---------- Seitentext

Auch die Honigbienen haben es nicht leicht. Neben dem Dauerfeind Varroamilbe und der Amerikanischen Faulbrut, die derzeit im Vorderland umgeht, bereitet den Honigproduzenten vor allem die Trockenheit Probleme. „Aufgrund der Trockenheit spenden viele Pflanzen weniger Nektar. Die Bienen können dadurch nicht so viel Nektar sammeln, wie man erwarten würde“, berichtet Gerhard Mohr, Obmann des Vorarlberger Imkerverbands. Die Folge: Die Bienen sind mitunter mangelversorgt und dadurch krankheitsanfälliger. Die Imker können folglich nicht so schnell einen Überschuss ernten. „Wenn nötig, müssen wir eingreifen und sie während der Saison füttern, was wir natürlich nicht sehr gerne“, ergänzt Mohr, der heuer mit einem schlechten Honigjahr rechnet. „Die Frühjahrsblüte ist praktisch ohne Ertrag vorübergegangen. Wir hoffen, dass sich das noch ändert, aber die Prognosen sind eher dürftig.“


Die Trockenheit ist nicht die einzige Gefahr, die den Bienen droht. Für Gerhard Mohr ist es nur noch eine Frage der Zeit, bis die Asiatische Hornisse auch in Vorarlberg zuschlägt. „In der Schweiz und in Süddeutschland ist sie schon angekommen. Wir rechnen daher damit, dass sie bei uns im Rheintal heuer oder nächstes Jahr auftaucht“, schildert er. Die Asiatische Hornisse frisst Insekten in großen Mengen, ihre Hauptnahrungsquelle sind Honigbienen, sie verschmäht aber auch die Wildbienen nicht. „Wir fürchten uns aber nicht“, unterstreicht der Vorarlberger Imkerchef. Sollten die gefräßigen Hornissen auftauchen, wisse man, was zu tun ist. Zunächst wird versucht, die Invasoren wieder loszuwerden. Mohr führt aus: „Die Nester müssen laut Naturschutzverordnung bekämpft werden. Wir Imker unterstützen die Behörde bei der Auffindung solcher Nester. Später müssen wir wahrscheinlich Vorkehrungen treffen, um unsere Bienenvölker zu schützen. Wir haben ein waches Auge darauf und versuchen uns darauf vorzubereiten.“

Die Wildbienen sind, anders als der Name suggerieren könnte, keine abtrünnigen Honigbienen, sondern wildlebende nahe Verwandte. In Österreich gibt es dem Österreichischen Wildbienenrat und dem Naturschutzbund zufolge mehr als 700 Wildbienenarten, darunter 45 Hummelarten, die bei der Bestäubung eine entscheidende Rolle spielen. „Die Wildbienen sind definitiv die wichtigsten Bestäuber. Eine Honigbiene kann schon aufgrund ihrer Anatomie nicht alle Pflanzen bestäuben kann. Gerade im Frühjahr, wenn es der Honigbiene noch zu kalt ist, können Hummeln schon fliegen. Pflanzen wie die Tomate können bei uns nur von der Hummel bestäubt werden, weil es dafür einen bestimmten Mechanismus, die Vibrationsbestäubung, braucht“, zählt Schneller auf.

--------------------

Aufgabenstellung: Schreibe den Text über die Gefahren für Honig- und Wildbienen bitte nach seinem letzten Satz weiter. Die Datensätze spielen hierfür keine Rolle.

---------- Bereitgestelltes Material

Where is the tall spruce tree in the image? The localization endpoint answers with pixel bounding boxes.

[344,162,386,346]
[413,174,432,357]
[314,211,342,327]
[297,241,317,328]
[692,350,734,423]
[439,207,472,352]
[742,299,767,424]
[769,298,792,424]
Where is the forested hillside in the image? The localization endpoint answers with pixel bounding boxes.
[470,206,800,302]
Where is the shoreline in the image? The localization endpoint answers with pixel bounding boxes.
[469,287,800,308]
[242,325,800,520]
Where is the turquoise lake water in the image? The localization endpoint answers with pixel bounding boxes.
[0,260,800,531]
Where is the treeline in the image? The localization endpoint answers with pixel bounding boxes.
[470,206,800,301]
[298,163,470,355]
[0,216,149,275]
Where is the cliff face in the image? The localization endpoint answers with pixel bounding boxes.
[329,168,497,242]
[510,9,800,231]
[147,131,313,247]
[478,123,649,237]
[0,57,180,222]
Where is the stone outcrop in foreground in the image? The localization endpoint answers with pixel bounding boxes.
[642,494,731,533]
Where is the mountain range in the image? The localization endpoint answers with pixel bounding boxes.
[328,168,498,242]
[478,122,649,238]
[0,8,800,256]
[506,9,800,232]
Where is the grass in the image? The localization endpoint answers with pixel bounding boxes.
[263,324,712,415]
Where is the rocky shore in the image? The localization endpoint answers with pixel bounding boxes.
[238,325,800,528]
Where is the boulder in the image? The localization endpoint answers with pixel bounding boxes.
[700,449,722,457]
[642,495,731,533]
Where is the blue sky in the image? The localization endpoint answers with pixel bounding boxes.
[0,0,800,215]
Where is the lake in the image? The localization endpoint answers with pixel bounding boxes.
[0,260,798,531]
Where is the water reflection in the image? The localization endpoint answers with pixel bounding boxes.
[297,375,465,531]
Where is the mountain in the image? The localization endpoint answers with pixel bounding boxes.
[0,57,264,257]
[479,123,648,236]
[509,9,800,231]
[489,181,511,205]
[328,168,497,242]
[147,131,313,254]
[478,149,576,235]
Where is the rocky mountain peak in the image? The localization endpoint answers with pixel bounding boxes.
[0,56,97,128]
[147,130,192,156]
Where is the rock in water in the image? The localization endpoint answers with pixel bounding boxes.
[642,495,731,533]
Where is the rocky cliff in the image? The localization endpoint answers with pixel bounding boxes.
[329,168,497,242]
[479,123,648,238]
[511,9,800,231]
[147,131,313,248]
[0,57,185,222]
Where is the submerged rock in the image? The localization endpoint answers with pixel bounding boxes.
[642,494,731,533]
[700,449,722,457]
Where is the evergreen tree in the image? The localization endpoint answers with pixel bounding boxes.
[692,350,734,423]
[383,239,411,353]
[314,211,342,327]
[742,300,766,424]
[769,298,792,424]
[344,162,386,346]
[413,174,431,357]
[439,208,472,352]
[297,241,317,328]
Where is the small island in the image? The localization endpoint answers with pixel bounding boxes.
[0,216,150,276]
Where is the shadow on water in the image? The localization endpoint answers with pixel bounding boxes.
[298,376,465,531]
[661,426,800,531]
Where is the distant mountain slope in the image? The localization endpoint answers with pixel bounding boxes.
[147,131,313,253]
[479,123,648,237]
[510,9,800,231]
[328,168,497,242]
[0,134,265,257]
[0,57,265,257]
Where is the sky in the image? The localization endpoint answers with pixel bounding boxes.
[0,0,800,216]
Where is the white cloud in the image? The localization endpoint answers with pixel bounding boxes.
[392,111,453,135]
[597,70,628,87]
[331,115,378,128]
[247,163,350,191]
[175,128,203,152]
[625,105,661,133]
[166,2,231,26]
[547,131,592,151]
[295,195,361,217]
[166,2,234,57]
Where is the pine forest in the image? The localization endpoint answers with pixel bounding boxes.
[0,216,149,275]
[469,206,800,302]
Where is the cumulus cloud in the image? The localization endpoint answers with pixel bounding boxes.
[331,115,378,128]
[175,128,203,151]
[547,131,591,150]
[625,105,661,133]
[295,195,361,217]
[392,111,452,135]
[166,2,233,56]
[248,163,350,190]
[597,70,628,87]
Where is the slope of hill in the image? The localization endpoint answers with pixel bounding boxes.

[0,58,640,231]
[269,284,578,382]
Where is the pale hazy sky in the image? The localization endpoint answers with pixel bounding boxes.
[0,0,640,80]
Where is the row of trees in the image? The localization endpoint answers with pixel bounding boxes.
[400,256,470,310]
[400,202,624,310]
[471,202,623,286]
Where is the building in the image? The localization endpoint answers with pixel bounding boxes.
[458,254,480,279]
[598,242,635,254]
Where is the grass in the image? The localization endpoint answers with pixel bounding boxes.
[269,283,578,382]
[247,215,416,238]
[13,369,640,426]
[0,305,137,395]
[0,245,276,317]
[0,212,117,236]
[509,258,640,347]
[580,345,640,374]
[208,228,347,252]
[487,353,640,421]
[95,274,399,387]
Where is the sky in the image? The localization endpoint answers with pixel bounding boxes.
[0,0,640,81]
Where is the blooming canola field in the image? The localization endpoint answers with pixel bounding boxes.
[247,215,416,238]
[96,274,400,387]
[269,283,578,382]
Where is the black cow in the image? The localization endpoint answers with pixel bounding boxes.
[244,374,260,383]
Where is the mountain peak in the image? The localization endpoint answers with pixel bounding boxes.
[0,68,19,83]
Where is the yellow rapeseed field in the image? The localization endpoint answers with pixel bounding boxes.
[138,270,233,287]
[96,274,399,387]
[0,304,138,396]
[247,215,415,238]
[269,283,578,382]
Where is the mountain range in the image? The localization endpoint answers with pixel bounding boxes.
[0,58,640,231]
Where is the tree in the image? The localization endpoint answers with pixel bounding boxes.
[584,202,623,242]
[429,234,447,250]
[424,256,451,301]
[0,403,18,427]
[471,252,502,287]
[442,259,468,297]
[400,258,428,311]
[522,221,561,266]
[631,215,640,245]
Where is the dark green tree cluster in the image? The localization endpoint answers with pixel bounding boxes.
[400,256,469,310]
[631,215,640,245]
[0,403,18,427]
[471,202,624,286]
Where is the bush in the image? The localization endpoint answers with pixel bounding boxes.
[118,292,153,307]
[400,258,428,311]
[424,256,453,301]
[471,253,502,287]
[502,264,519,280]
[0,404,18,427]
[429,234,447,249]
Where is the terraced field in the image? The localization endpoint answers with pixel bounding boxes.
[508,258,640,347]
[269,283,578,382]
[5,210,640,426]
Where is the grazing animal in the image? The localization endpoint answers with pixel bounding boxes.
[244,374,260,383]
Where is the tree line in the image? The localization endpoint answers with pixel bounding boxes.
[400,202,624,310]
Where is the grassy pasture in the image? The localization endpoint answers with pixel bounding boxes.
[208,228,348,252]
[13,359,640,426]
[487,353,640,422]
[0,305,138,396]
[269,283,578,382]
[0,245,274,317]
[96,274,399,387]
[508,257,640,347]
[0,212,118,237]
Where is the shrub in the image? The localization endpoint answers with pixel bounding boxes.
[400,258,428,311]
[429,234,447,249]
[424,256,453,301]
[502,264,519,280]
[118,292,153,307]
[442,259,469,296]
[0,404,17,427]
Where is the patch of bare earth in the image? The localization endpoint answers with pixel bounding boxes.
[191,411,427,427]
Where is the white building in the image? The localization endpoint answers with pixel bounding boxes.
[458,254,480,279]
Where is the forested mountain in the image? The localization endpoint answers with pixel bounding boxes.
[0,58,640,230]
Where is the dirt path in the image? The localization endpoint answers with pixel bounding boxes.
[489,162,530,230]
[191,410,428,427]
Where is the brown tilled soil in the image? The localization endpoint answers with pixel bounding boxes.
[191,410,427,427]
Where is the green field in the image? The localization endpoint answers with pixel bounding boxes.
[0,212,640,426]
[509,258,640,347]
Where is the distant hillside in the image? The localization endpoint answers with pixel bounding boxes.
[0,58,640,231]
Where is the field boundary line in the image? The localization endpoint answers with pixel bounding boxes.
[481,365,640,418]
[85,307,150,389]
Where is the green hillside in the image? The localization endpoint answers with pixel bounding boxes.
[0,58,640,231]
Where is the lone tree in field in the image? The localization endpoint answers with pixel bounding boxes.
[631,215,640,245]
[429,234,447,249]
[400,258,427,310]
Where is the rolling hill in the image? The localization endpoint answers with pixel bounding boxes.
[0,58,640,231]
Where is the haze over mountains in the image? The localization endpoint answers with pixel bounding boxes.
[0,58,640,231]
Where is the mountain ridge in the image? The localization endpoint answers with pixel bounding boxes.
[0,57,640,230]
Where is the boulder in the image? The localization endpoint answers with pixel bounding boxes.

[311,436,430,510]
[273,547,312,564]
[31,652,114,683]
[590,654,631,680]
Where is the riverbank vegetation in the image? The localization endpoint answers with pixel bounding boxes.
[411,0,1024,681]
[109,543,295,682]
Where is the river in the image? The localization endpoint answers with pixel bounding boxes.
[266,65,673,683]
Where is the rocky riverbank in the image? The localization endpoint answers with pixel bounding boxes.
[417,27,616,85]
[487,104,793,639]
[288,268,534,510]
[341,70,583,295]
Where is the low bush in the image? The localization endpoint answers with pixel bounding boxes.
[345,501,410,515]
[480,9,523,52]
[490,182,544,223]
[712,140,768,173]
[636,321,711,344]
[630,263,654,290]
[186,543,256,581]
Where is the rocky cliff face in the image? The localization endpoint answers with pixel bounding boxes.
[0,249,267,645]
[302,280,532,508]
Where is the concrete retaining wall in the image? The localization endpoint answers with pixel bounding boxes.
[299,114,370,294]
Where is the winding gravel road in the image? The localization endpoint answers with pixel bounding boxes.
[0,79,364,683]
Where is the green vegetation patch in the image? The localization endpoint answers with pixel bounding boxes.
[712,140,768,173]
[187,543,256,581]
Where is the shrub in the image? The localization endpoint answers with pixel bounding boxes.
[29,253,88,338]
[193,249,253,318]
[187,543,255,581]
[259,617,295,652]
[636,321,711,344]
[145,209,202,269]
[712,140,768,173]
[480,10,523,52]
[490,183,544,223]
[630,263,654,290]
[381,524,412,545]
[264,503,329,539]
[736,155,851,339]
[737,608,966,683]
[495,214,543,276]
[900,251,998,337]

--------------------

Lösung:
Rund um den Weltbienentag finden österreichweit mehrere Veranstaltungen statt. Bernhard Schneller hält in der inatura einen Hummelbestimmungskurs. Demnächst bietet die Initiative wild-bienen.at wieder die Ausbildung zum Wildbienenbotschafter an. 40 Botschafter gibt es in Vorarlberg bereits, sagt Bernhard Schneller. „Die Wildbienenbotschafter informieren und sensibilisieren die Leute in ihrem Umfeld und gehen mit gutem Beispiel voran. Denn wir schützen nur das, was wir kennen und wenn man weiß, wie die Tiere leben, sind viele Schutz- und Fördermaßnahmen völlig logisch.“

Wie man den Bienen helfen kann? Blühflächen schaffen, Nistmöglichkeiten bieten, keine chemischen Spritzmittel verwenden. „Es gibt Gemeinden, die sich sehr dafür einsetzen, dass Blühflächen geschaffen werden. Es machen auch viele Leute Nisthilfen, wobei viele davon falsch angefertigt sind. Und was man nicht vergessen darf: Nisthilfen sind nur eine Notfallmaßnahme. Ziel Nummer eins sollte sein, dass man die existierenden Lebensräume schützt und fördert“, unterstreicht der Wildbienenexperte.